Rescale the records below by reproducing every line, requests included, with each point coordinate in the answers multiplied by 1.15 and rounded to a whole number, halves rounded up. Leave the numbers in the requests and in their format samples unchanged.

**** Rows ****

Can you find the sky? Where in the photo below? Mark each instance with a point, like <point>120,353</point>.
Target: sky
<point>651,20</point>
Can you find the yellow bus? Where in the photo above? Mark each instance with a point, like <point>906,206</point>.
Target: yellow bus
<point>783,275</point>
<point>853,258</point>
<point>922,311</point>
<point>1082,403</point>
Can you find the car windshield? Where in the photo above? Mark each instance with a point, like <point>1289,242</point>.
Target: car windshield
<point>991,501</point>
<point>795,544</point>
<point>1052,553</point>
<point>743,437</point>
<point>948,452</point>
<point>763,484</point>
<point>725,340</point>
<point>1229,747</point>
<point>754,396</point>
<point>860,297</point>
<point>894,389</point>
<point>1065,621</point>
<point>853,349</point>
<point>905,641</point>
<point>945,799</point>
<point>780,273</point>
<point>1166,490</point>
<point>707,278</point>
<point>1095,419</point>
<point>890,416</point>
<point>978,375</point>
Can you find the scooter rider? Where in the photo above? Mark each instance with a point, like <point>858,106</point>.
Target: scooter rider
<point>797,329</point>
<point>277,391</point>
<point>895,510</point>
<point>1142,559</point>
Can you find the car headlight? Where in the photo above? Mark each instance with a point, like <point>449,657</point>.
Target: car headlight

****

§ Written answer:
Can you find the sky? Where in the photo below? Mark each instance with a point, like <point>120,353</point>.
Target: sky
<point>749,23</point>
Can you find the yellow bus? Where in the photo above? Mark each instance with a point, like <point>906,206</point>.
Target: yellow bus
<point>900,316</point>
<point>981,297</point>
<point>1060,358</point>
<point>1244,463</point>
Can you find the car windshield? Where in the photo above? Mark each instance with a point, like <point>1289,242</point>.
Target: car windshield
<point>1140,576</point>
<point>914,626</point>
<point>1210,636</point>
<point>854,503</point>
<point>1090,520</point>
<point>877,557</point>
<point>834,391</point>
<point>1413,859</point>
<point>867,455</point>
<point>989,342</point>
<point>1028,447</point>
<point>1225,714</point>
<point>981,401</point>
<point>1041,737</point>
<point>1087,919</point>
<point>897,314</point>
<point>1341,564</point>
<point>813,320</point>
<point>1259,482</point>
<point>1024,478</point>
<point>1125,431</point>
Can you find the scooter rider? Where in the photo above? Mark each instance with a point, like <point>858,106</point>.
Target: scooter rider
<point>917,378</point>
<point>319,450</point>
<point>1029,587</point>
<point>1313,643</point>
Can you find the car headlight? Where in the photo above? Mark each instance with a point, like <point>449,657</point>.
Target: car headlight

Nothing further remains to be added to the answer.